(Region pointing data)
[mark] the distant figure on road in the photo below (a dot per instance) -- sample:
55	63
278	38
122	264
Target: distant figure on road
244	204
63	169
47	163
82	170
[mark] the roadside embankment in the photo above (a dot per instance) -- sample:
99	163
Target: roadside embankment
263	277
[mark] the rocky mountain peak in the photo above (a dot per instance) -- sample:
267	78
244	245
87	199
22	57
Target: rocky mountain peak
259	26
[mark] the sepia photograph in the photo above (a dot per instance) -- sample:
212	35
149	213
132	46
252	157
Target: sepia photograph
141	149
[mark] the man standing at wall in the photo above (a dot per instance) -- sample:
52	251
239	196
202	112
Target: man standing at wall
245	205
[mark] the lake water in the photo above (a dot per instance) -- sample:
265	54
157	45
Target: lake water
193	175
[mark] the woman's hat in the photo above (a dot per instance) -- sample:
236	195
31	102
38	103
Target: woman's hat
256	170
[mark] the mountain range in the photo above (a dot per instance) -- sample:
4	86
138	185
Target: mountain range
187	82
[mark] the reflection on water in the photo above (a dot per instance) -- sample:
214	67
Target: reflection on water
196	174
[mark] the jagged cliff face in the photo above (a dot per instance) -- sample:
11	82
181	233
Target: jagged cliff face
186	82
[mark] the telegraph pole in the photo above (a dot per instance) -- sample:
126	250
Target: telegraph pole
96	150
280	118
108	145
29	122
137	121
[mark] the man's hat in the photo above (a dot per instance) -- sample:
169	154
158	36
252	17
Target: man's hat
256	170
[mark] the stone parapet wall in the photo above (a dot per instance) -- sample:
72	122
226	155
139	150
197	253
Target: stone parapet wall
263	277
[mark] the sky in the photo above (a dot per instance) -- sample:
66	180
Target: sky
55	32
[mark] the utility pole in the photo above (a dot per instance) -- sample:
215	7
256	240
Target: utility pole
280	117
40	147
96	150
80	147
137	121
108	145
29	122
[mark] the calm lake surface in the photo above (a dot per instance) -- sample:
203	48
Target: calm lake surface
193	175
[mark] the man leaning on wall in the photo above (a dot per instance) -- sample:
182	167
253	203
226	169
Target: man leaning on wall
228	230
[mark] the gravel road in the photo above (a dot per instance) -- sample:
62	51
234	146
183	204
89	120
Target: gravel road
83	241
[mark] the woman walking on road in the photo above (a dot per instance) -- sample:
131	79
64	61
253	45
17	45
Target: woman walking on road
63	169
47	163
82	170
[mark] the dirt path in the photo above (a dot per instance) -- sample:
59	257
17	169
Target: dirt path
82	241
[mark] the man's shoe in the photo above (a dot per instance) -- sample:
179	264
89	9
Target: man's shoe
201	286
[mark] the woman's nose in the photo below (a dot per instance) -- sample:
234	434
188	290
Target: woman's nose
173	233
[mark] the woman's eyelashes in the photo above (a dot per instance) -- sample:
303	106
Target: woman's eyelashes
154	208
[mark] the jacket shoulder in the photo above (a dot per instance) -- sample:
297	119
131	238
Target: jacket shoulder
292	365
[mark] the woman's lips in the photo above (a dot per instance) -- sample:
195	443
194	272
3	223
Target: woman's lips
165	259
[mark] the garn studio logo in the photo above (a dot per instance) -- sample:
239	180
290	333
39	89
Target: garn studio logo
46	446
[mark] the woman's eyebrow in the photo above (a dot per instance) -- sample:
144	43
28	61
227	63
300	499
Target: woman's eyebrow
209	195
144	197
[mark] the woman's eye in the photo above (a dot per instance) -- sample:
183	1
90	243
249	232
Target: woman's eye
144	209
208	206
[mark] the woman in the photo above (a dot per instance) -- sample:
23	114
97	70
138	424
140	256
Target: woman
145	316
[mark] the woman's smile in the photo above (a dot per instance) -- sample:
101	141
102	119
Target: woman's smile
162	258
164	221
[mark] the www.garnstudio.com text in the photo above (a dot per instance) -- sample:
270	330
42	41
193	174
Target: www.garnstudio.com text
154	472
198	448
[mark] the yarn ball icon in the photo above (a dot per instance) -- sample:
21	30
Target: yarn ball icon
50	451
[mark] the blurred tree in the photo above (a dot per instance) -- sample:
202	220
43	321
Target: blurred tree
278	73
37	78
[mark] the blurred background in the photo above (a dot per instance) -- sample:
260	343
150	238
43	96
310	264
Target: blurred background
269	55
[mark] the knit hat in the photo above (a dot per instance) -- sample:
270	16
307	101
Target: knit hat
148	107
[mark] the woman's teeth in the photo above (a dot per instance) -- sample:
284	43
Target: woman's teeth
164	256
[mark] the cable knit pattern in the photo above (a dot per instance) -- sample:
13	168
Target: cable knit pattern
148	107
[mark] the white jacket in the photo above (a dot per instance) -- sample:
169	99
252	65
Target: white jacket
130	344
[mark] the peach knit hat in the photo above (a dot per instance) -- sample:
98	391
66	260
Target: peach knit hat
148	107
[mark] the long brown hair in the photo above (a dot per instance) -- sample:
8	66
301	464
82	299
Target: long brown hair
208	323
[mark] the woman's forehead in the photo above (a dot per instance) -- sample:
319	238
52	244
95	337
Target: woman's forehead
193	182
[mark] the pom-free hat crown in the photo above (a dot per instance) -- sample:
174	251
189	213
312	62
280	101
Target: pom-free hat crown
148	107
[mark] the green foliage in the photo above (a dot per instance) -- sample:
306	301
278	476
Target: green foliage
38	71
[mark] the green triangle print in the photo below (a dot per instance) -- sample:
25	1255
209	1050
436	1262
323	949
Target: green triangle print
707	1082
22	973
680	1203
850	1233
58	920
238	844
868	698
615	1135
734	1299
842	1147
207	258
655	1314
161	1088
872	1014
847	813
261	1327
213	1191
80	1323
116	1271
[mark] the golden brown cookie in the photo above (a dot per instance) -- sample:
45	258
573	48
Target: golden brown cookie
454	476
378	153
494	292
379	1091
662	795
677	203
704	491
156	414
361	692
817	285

### Task item
Write out, exactly as they appear, the lines from the one containing "Target: green triangle print" through the last line of the records above, both included, and nothing more.

### Task result
Target: green triangle print
707	1082
22	973
680	1203
850	1233
58	920
238	844
868	698
615	1135
734	1299
842	1147
207	258
655	1314
161	1088
872	1014
847	813
261	1327
213	1191
80	1323
116	1271
[mark] the golden brown cookie in the photo above (a dot per instance) -- sample:
45	258
573	48
Target: golden brown cookie
454	476
378	153
494	292
379	1091
662	795
677	203
704	491
156	414
361	692
817	285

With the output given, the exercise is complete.